**作業指示:**
1. 書評から、「このような考え方は、意外なこ」で始まり「うな思いがあったからである。」で終わる部分を、両端の語句も含めて一字も変えずに書き写すこと。
2. 書評の評者は、民俗学がもっとも輝きを見せるのはどのような時だと述べているか。
3. 『神と巫女の古代伝承論』の書評を、最後の文の後から書き継ぐこと。

**書評本文:**
╭──
保坂 達雄著『神と巫女の古代伝承論』
評者:上野 誠
掲載誌:日本民俗学237(2004.2)


筆者の自己規定

 この大著は、次のような言葉ではじまる。

 本書は筆者がこれまで発表してきた約三十編の論文を一書に纏めたものである。『神と巫女の古代伝承論』と題したが、意図したところは文学として自覚される以前の言語世界と神を軸とした古代日本人の世界観の解明である。文学化以前の言語世界とは一般的には奈良時代以前を指すが、本書では歴史的段階をあえて特定していない。文学史上の特定の時期を指すものではなく、また歴史上のある一定の時間と空間を生きた日本人というよりは、日本文学を通して姿を現してくる古代日本人を意味していると言ったほうがよい。(傍線は引用者。評書、一頁)

 この「自己規定」ないし「自著規定」はいささかもゆるぎなく全編を貫いているといえるだろう。そして、それは折口信夫の「古代」を「発生」と置き換える思考法と軌を一にしている、といえるだろう。時間軸ではなく、観察の対象となる文学や民俗に「古代」を発見しようとする研究態度を、ここに見て取ることができよう。したがって、筆者(保坂)が歩いた一九八〇年代の沖縄も、万葉歌にも「古代」を発見することは可能なのである。

 このような考え方は、意外なことに「常民」という概念にも共通した部分がある。「常民」という概念は、階級や時代さらには地域によって、規定されるものではない。したがって、どの人物が「常民」で、どの人物が非「常民」か黒白をつけよ・・・という議論が提起とされたとしよう。そうすると、天皇をはじめとするすべての人びとの生活のなかに、「常民」としての要素を見出すことができるとしか、答えようがないのである。民俗学の立場からは。

折口信夫の学問的遺産をどう再投資するか

 実は柳田も折口も、民俗学が官の学であった歴史学の中に埋没することを極端に恐れて、その学問を構想していたのである(戦略的に時に反発して)。つまり、民俗学という学問の面白さは歴史軸を取り払ったところにある、と私は最近なかば狂信するようになった。民俗学がもっとも輝きを見せるのは、「日本人にとって神とは何か」とか「なぜ、日本人は稲を選んだのか」などといった総論を語る時である。「昭和初期における○○地方の祭礼」とか「○○地方における祇園祭の歴史的変化」といった時間軸を持ち出すと途端に二流の歴史学になるのではないか。だから、民俗学は嘘でもいいから、歴史学の語らない日本文化の総体やエトスを語るべきではないか、と思う。もちろん、個々のフィールド調査は、そういう時間と空間を限定した具体的なところに立脚すべきではあるが、そこから己の感性を信じて、総論を語る必要があるのではないか。つまり、評者は微視から巨視を語るところにこそ、民俗学のおもしろさがある、と思うのである。だから、歴史学は民俗学にとって禁断の木の実であるとさえ思う。むしろ、時間軸では語れないものを、民俗学はすくい上げる必要があるのではなかろうか。評者が冒頭の自己規定に注目したのは、以上のような思いがあったからである。
╰──
**提供データ:**
╭──
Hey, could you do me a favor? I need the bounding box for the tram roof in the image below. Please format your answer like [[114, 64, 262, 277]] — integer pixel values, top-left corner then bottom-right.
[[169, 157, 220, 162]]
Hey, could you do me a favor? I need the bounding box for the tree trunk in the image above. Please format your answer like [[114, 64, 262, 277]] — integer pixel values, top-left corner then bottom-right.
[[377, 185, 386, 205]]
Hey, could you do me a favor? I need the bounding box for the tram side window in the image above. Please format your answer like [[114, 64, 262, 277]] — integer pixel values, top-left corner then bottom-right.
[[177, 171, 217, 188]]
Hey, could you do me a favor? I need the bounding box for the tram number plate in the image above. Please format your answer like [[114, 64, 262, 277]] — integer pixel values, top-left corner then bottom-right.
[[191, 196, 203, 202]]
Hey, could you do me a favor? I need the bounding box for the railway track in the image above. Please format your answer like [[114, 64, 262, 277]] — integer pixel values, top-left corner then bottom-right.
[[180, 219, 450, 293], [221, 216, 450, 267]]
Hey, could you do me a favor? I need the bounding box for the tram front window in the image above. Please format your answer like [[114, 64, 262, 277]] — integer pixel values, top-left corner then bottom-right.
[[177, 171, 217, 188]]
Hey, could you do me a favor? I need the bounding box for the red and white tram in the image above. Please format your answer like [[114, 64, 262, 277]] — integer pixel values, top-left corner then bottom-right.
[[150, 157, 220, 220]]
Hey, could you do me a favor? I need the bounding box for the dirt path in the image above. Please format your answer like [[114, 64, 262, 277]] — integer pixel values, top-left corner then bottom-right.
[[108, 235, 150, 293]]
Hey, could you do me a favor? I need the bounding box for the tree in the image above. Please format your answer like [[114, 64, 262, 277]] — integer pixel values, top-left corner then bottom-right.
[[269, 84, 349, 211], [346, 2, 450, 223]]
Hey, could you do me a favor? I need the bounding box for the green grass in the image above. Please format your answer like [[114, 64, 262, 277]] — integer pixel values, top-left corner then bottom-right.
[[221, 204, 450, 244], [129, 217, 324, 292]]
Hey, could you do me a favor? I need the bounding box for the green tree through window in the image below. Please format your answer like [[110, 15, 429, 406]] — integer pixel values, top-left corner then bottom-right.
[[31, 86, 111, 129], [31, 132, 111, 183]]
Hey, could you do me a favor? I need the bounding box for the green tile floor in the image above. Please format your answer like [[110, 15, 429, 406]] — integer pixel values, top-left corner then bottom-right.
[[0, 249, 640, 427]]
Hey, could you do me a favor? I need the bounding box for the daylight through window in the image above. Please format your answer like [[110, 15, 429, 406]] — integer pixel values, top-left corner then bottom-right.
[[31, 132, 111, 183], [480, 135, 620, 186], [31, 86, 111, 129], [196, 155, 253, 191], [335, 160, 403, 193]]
╰──
**解答一覧:**
1.
このような考え方は、意外なことに「常民」という概念にも共通した部分がある。「常民」という概念は、階級や時代さらには地域によって、規定されるものではない。したがって、どの人物が「常民」で、どの人物が非「常民」か黒白をつけよ・・・という議論が提起とされたとしよう。そうすると、天皇をはじめとするすべての人びとの生活のなかに、「常民」としての要素を見出すことができるとしか、答えようがないのである。民俗学の立場からは。

折口信夫の学問的遺産をどう再投資するか

 実は柳田も折口も、民俗学が官の学であった歴史学の中に埋没することを極端に恐れて、その学問を構想していたのである(戦略的に時に反発して)。つまり、民俗学という学問の面白さは歴史軸を取り払ったところにある、と私は最近なかば狂信するようになった。民俗学がもっとも輝きを見せるのは、「日本人にとって神とは何か」とか「なぜ、日本人は稲を選んだのか」などといった総論を語る時である。「昭和初期における○○地方の祭礼」とか「○○地方における祇園祭の歴史的変化」といった時間軸を持ち出すと途端に二流の歴史学になるのではないか。だから、民俗学は嘘でもいいから、歴史学の語らない日本文化の総体やエトスを語るべきではないか、と思う。もちろん、個々のフィールド調査は、そういう時間と空間を限定した具体的なところに立脚すべきではあるが、そこから己の感性を信じて、総論を語る必要があるのではないか。つまり、評者は微視から巨視を語るところにこそ、民俗学のおもしろさがある、と思うのである。だから、歴史学は民俗学にとって禁断の木の実であるとさえ思う。むしろ、時間軸では語れないものを、民俗学はすくい上げる必要があるのではなかろうか。評者が冒頭の自己規定に注目したのは、以上のような思いがあったからである。

2. 「日本人にとって神とは何か」や「なぜ、日本人は稲を選んだのか」といった総論を語る時。

3.
 本書は折口信夫の遺産を原資として、それを古代文学研究や民俗研究に資本投下し、そこから自らの「観(ものの見方)」を形成するという研究戦略が取られている。問題は、それが拡大再生産になっているか、縮小再生産であろう。この点に注意して、本書の「部立て」を俯瞰しておきたい。(中略)
  
 こう見ると第五部と第六部が、本書の原資に当る部分であることがわかる。ここでは、正確に折口の言説を捉えることに筆者は専念する。第五部では「第一章 まれびとの成立」「第二章 まれびと論成立以前」において、折口のまれびと論の成立過程が整理され、「三章 折口信夫の沖縄採訪」「第四章 青年折口信夫の精神遍歴」「第五章 折口信夫と北野博美」では、その思想的背景や学問環境が語られている。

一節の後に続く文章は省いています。